STATED EXERCISE
Copy the material from its start through the line containing "[[193, 166]]", requests included, and shift each point coordinate in the answers by adding 6 to it. Leave all other numbers unchanged.

──────

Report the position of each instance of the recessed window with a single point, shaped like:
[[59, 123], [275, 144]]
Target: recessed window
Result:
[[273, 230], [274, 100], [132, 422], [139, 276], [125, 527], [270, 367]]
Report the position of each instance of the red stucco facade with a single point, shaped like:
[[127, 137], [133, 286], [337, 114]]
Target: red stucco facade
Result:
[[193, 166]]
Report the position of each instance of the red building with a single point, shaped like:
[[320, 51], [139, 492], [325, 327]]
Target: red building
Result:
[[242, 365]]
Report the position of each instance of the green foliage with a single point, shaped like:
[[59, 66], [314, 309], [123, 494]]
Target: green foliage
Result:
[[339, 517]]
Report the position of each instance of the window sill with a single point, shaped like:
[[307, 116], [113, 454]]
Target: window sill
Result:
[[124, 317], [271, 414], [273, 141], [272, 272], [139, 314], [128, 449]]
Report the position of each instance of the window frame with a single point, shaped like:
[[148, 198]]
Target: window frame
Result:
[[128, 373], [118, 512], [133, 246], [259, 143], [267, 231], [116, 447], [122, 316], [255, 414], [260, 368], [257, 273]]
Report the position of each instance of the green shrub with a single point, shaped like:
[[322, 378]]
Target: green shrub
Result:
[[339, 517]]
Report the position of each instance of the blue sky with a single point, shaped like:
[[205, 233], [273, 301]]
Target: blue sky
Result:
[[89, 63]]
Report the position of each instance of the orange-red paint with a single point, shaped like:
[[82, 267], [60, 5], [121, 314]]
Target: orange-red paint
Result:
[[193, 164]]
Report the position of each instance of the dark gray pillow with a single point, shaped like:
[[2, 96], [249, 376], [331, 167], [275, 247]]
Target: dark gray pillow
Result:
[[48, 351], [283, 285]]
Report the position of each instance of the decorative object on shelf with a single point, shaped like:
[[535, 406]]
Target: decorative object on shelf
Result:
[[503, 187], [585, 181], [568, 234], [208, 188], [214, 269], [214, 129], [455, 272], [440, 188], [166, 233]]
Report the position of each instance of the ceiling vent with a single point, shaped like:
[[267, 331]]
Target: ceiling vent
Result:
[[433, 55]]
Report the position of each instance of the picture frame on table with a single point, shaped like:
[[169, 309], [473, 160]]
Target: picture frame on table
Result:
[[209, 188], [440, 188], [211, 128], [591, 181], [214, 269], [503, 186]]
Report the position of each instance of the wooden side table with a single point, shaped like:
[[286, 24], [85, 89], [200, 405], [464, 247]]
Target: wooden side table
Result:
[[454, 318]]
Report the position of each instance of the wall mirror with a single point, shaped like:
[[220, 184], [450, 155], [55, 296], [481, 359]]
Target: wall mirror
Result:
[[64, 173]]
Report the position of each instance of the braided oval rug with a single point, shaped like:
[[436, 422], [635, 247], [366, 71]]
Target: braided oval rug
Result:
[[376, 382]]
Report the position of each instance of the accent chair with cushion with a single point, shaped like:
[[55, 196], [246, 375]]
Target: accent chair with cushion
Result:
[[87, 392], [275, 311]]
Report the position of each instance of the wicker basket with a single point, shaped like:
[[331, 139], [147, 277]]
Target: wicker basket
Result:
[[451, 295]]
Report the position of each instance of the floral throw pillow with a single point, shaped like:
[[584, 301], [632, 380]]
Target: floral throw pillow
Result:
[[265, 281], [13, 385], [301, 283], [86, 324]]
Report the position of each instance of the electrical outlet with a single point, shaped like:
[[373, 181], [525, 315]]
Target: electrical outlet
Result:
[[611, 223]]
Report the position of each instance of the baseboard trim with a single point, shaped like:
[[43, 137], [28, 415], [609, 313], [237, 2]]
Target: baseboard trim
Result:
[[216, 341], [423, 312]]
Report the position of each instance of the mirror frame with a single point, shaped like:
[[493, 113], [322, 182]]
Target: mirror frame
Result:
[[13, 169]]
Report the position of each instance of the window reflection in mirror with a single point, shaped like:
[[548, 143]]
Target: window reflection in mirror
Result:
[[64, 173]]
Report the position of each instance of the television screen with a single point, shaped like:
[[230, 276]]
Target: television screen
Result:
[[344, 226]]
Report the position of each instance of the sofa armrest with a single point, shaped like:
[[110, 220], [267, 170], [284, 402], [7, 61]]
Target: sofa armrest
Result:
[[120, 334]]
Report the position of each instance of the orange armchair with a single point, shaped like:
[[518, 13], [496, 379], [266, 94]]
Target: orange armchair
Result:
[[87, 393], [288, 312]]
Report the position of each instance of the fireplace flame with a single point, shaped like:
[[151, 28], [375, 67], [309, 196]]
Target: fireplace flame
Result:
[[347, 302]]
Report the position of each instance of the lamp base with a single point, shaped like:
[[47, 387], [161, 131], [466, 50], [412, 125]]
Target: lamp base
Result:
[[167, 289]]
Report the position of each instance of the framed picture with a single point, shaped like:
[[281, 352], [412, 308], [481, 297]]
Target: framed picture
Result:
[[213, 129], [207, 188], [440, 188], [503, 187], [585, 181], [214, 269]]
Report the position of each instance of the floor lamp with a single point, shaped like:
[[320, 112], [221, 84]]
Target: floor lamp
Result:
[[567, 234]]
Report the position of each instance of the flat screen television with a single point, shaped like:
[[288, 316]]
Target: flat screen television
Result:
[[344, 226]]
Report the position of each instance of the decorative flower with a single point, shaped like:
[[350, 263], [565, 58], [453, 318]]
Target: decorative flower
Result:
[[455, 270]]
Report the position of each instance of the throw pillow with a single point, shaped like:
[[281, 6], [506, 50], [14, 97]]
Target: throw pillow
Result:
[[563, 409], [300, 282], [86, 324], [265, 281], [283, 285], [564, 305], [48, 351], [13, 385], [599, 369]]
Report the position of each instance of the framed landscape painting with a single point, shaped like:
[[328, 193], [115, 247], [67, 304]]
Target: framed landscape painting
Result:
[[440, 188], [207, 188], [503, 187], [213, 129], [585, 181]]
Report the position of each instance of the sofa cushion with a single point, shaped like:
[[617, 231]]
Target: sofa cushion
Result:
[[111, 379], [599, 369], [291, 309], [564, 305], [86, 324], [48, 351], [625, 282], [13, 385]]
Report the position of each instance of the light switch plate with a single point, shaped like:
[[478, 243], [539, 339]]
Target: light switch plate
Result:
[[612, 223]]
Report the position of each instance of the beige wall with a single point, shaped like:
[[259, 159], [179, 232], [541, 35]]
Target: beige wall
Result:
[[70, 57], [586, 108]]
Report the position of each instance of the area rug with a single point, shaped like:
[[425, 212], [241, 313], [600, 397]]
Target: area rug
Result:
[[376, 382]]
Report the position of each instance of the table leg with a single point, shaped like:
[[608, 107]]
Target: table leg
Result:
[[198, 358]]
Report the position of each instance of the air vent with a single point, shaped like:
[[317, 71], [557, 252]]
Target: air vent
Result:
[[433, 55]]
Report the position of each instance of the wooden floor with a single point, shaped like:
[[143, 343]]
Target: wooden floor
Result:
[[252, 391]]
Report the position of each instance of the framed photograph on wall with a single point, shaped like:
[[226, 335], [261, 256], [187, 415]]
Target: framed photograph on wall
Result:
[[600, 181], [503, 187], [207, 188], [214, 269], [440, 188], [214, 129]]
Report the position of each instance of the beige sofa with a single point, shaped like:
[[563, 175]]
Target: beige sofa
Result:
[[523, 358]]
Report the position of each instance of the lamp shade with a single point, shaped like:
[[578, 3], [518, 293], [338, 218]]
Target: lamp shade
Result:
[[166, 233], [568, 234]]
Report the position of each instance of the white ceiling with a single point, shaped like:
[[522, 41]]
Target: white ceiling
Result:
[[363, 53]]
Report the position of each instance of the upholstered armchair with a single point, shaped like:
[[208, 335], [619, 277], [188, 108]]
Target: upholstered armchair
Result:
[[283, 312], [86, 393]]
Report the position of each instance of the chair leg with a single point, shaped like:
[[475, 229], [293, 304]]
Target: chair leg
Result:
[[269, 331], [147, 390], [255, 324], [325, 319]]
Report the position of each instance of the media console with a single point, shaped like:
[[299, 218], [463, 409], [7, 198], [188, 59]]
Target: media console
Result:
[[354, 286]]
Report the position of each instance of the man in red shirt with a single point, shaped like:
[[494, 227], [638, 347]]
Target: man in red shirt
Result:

──────

FINAL RESULT
Report the position of each instance of the recessed window with a single point, shaped like:
[[59, 123], [275, 144]]
Target: recessed window
Result:
[[279, 236], [280, 106], [138, 428], [145, 282], [131, 533], [276, 373]]
Report the position of each instance of the red stucco facade with a single point, shaped like:
[[127, 137], [133, 286], [337, 114]]
Target: red stucco facade
Result:
[[199, 172]]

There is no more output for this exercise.